[Stored items]
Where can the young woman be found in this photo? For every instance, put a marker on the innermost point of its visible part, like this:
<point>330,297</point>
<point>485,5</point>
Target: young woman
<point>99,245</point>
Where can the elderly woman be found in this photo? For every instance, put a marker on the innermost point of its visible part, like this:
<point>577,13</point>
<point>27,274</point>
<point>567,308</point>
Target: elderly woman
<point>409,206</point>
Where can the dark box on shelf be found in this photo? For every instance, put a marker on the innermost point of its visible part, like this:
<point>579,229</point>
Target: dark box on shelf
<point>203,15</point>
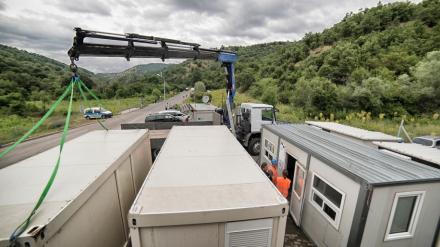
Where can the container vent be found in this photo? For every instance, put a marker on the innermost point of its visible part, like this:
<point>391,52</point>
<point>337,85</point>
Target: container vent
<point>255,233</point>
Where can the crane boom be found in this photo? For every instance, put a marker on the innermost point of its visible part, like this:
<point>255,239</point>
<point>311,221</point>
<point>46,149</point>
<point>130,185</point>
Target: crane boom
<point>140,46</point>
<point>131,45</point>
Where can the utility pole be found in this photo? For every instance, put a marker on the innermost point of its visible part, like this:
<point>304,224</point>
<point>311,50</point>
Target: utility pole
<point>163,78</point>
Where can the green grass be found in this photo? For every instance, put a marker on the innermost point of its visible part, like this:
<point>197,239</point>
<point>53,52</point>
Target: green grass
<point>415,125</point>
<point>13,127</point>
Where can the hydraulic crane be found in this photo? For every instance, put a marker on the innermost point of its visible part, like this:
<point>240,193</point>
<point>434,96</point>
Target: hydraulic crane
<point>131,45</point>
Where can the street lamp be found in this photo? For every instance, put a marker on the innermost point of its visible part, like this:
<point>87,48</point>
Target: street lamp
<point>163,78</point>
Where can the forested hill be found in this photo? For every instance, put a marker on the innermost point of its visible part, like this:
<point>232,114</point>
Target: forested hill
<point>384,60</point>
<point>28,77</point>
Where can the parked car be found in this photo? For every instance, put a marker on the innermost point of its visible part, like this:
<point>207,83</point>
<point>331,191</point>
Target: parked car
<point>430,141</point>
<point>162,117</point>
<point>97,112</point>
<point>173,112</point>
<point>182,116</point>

#### Task details
Filter the data above, keeping only lines that include the string "instance".

#### Output
Where can the young woman be found in this photo? For every instance, put a marker on the innermost point of its visible part, like this:
Where can the elderly woman be found in this photo? For every instance, put a marker on the innermost point of its visible part, like this:
Where can the dark box on shelf be found in this photo? For every instance, put a marker on the innermost point of its visible part, like this:
Where can the container vent be found in this photo? For every instance, put a marker on the innermost point of its visible part, like this:
Where can the crane boom be found in this photo? For every instance, put a marker on the innermost point of its visible part, like this:
Where can the utility pole be found in this photo? For every instance, put a marker on the innermost point of its visible part, like this:
Where can the green grass be found in this photo? For every instance, put a marker on the innermost point of its visible part, like this:
Where can the hydraulic crane be found in this photo? For every instance, put a marker on the innermost point of its visible part, like this:
Where can the street lamp be found in this photo? For every instance, put a marker on the innermost point of its visible part, like this:
Where can the forested hill be found in this photo? For every instance, put a marker on the innermost point of its visible part, like this:
Where can the parked car be found in this photo? For every instance, put a marker on the innermost point of its visible part, like this:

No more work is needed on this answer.